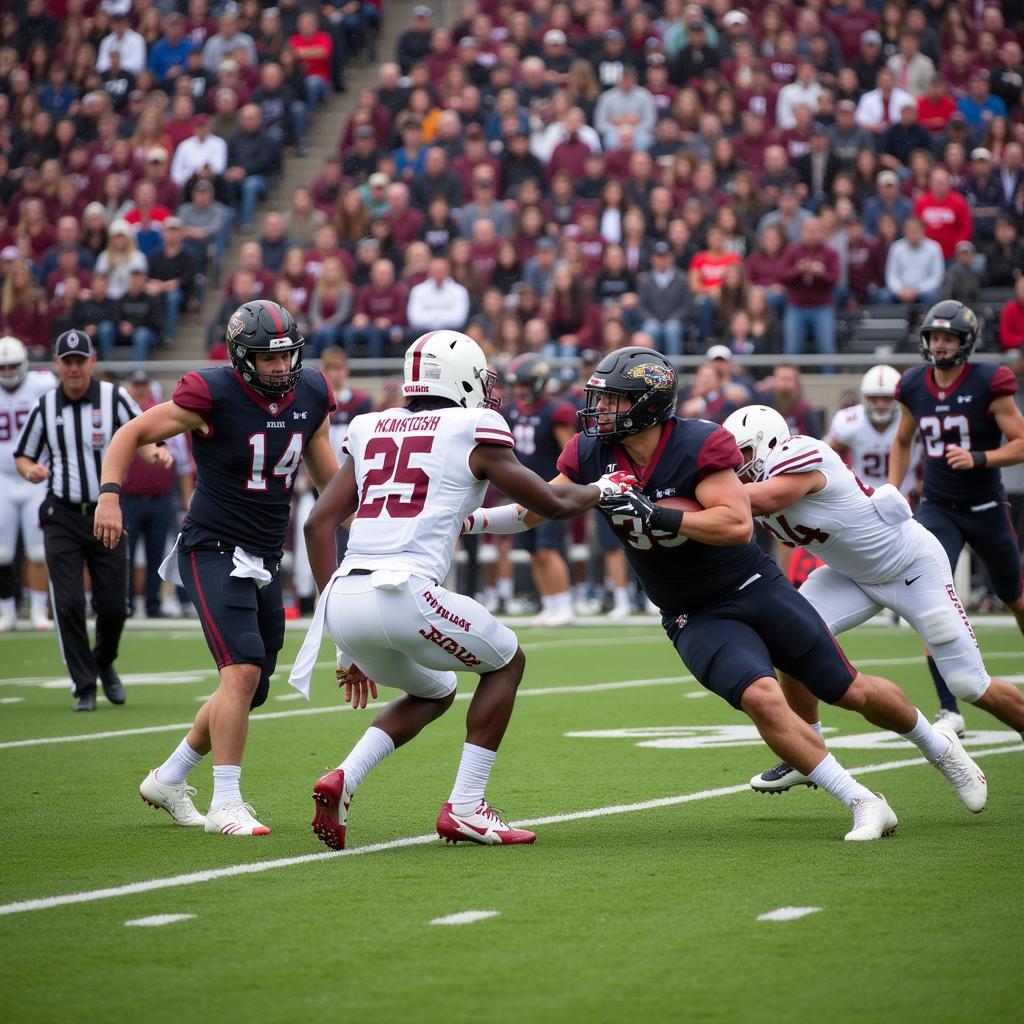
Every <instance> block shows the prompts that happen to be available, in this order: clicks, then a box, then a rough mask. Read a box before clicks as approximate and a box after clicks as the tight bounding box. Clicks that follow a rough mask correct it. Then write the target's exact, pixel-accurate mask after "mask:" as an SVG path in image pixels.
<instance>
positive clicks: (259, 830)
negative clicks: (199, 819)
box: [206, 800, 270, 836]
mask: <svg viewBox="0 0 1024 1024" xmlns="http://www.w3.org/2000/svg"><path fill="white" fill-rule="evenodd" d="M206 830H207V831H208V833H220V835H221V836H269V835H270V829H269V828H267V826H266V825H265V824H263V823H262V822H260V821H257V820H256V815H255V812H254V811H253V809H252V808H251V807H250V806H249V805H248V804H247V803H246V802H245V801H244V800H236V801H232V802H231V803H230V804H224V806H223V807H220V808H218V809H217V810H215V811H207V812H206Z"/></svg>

--

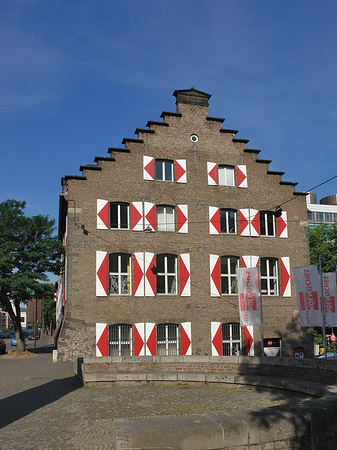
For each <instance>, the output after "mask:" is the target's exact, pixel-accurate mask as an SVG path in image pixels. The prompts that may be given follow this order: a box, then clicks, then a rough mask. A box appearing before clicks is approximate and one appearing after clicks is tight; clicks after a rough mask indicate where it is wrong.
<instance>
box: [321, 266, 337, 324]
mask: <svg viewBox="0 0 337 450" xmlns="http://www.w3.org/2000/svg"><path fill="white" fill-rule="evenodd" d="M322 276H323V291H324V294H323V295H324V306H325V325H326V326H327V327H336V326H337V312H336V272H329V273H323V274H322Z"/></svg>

The task: Copy out everything from the line containing "Every <instance> block" down to the line containing "box: [206, 800, 270, 836]", reproducing each line unchanged.

Response area:
Every <instance> block shows the prompts that happen to be available, in this order: clicks, then a box, then a rough mask. Read a box before clicks as approximate and a box after clicks as the tight bounding box. Clicks that follow a rough mask correct it. Then write the target's exact, pixel-accurate mask after "mask:" as an SVG path in image pixels.
<instance>
positive clicks: (259, 830)
negative clicks: (199, 819)
box: [206, 800, 270, 836]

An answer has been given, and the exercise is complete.